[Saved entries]
'''
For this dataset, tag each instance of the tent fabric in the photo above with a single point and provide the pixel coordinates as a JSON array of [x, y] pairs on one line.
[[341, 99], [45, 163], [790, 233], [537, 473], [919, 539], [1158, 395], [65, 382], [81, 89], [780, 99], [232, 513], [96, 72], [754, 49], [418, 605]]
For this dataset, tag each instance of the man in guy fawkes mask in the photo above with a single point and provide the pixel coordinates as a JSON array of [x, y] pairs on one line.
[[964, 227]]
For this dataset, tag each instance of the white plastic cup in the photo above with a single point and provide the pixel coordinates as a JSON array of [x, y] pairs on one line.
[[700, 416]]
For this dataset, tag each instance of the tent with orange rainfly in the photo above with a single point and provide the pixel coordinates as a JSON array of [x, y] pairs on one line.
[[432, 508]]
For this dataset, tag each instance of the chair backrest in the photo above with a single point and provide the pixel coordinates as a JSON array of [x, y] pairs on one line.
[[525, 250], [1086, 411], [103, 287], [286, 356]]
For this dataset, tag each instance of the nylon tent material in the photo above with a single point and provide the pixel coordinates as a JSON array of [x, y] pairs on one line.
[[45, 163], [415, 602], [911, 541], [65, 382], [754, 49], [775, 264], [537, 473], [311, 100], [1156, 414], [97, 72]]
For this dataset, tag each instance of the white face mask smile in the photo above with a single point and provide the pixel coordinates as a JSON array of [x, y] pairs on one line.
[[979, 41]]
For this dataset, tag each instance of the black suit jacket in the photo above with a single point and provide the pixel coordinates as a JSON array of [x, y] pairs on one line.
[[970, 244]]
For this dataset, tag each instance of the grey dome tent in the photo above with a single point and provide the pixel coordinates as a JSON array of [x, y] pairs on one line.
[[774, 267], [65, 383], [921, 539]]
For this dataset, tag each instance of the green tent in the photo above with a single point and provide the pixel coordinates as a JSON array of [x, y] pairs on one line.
'''
Task statement ▸ Down to the final line, the data above must be copied exactly.

Problem solution ▸
For this dataset, tag each instance of the tent fabric in the photo above with a single point and provide the pixel coordinates as a JSON array of [x, y] pairs on one line.
[[341, 99], [45, 163], [790, 233], [537, 473], [919, 539], [1158, 395], [65, 382], [81, 89], [780, 99], [232, 513], [96, 72], [754, 49], [418, 605]]
For this dataset, tag each instance of the man in guy fawkes mask in the photo above with a single point and provide the pixel coordinates as a JSON array of [x, y] pairs on one line.
[[964, 227]]
For this dataset, tag each instance of the white plastic cup in the photo above with a single point and provide the pixel coordinates as a JSON array of [x, y] pairs on one line.
[[700, 416]]
For this dataset, tag each instance of the tent with orange rainfly in the photo above with a single point and provide the pixel coordinates as a JSON array of [x, y] pairs on one line.
[[432, 508]]
For this dataset, tag each instance of the chair backrest in the photo above with a single point and provide the pixel coordinates as a JSON array of [x, y] pairs on one line.
[[525, 250], [1086, 411], [103, 287], [286, 356]]
For this dataset, tag each instance of the nylon tent material in the photo above with a single point and provide the pixel coordinates as a JSON array of [x, y] pairs on one line.
[[45, 163], [415, 602], [911, 541], [65, 382], [754, 49], [775, 264], [537, 473], [311, 100], [1156, 414], [97, 72]]
For this dataset, tag each instance of the white face mask smile in the photo above with a single point and provide the pixel coordinates as a JSON array of [x, y] pairs on one line.
[[979, 41]]
For this dataset, tag each instance of the black suit jacket in the photo above with a single point and provide the pixel coordinates as a JSON array of [x, y] pairs on one line.
[[970, 244]]
For this dataset, tag each instance of the grey dome tent in the photo above with a single point and provide the pixel coordinates as a JSON array of [x, y] pairs on one line.
[[774, 267], [65, 383], [921, 539]]
For this dataset, tag each instance of the green tent in the photo above with a single point and provide the pixel coordinates as a JSON array of [x, y] pairs on one line.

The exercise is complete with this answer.